__Task 1__:
From the talk abstract below, list the activities that it calls crucial in the design of new musical instruments and other embodied interactions.

__Source document__:
──────────

1st November 2016 14:00 - 15:00Where:
Title: Designing Real-time Interactions Using Machine Learning
Abstract: Supervised learning algorithms can be understood not only as a set of techniques for building accurate models of data, but also as design tools that can enable rapid prototyping, iterative refinement, and embodied engagement— all activities that are crucial in the design of new musical instruments and other embodied interactions. Realising the creative potential of these algorithms requires a rethinking of the interfaces through which people provide data and build models, providing for tight interaction-feedback loops and efficient mechanisms for people to steer and explore algorithm behaviours.
In this talk, I will discuss my research on better enabling composers, musicians, and developers to employ supervised learning in the design of new real-time systems. I will show a live demo of tools that I have created for this purpose, centering around the Wekinator software toolkit for interactive machine learning. I’ll discuss some of the outcomes from 7 years of creating machine learning-based tools and observing people using these tools in creative contexts. These outcomes include a better understanding how machine learning can be used as a tool for design by end users and developers, and how using machine learning as a design tool differs from more conventional application contexts.

──────────

__Task 2__:
Reproduce the records below line for line, omitting the pictures.

__Task input__:
──────────

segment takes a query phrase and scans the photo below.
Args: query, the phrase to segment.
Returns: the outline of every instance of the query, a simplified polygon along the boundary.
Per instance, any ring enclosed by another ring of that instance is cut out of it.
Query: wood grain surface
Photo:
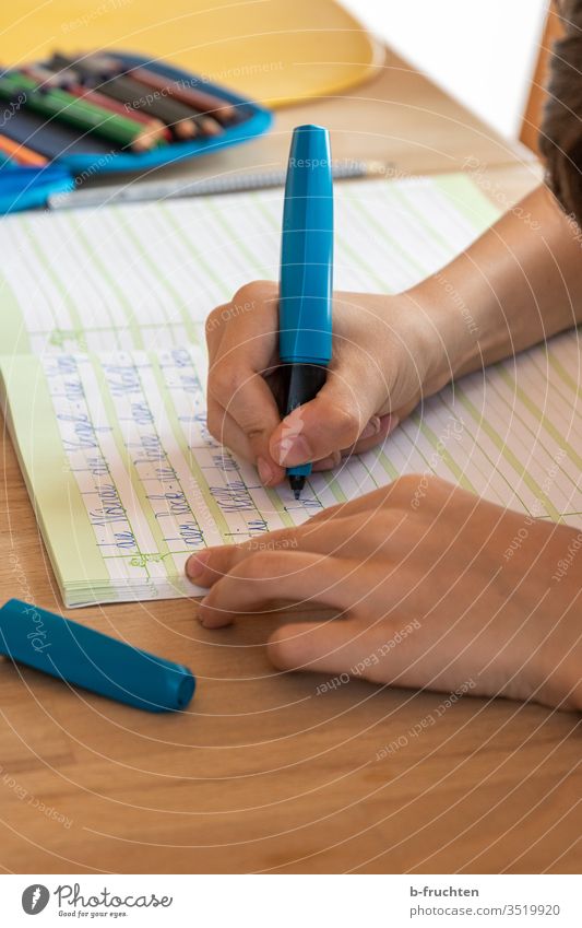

──────────

__Final answer 1__:
rapid prototyping, iterative refinement, embodied engagement

__Final answer 2__:
segment takes a query phrase and scans the photo below.
Args: query, the phrase to segment.
Returns: the outline of every instance of the query, a simplified polygon along the boundary.
Per instance, any ring enclosed by another ring of that instance is cut out of it.
Query: wood grain surface
Photo:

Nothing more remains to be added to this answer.